• **WHAT TO PRODUCE**: Would you reproduce exactly the lines below from the one holding "M389 334L379 228L275" through the one holding "Trace every instance of the <item>person", inclusive, and no others?

= = = =

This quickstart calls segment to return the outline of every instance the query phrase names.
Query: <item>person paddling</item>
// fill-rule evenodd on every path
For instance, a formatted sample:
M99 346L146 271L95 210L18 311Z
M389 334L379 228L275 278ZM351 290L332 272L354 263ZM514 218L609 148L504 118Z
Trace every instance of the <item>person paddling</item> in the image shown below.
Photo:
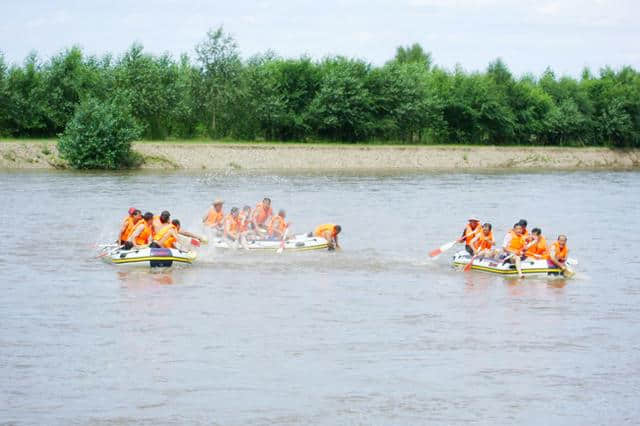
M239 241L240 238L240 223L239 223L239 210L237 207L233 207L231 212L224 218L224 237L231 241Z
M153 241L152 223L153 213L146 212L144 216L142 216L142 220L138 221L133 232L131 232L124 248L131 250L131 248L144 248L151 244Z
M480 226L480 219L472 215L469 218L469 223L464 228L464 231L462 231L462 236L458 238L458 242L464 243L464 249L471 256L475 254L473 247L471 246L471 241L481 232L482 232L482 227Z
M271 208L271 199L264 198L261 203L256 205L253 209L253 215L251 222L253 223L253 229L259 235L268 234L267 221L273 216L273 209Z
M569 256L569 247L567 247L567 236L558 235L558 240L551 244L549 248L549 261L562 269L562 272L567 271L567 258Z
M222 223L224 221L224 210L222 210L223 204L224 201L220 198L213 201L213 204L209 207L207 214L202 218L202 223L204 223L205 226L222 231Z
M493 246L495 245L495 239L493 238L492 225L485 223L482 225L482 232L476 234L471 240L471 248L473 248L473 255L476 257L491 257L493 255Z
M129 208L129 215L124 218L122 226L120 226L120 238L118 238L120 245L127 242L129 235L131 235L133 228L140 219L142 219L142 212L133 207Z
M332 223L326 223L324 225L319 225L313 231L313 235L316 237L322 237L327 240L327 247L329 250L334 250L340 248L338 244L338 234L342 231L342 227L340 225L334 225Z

= = = =

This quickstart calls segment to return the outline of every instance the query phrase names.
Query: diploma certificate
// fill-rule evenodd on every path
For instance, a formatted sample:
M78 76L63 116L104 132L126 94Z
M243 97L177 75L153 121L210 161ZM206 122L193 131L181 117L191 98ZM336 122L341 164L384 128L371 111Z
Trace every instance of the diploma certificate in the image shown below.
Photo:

= = = =

• **EXERCISE RESPONSE**:
M389 334L379 228L275 278ZM351 290L332 272L354 263ZM514 218L609 148L504 118Z
Trace every instance of the <item>person paddling</item> in the image shown below.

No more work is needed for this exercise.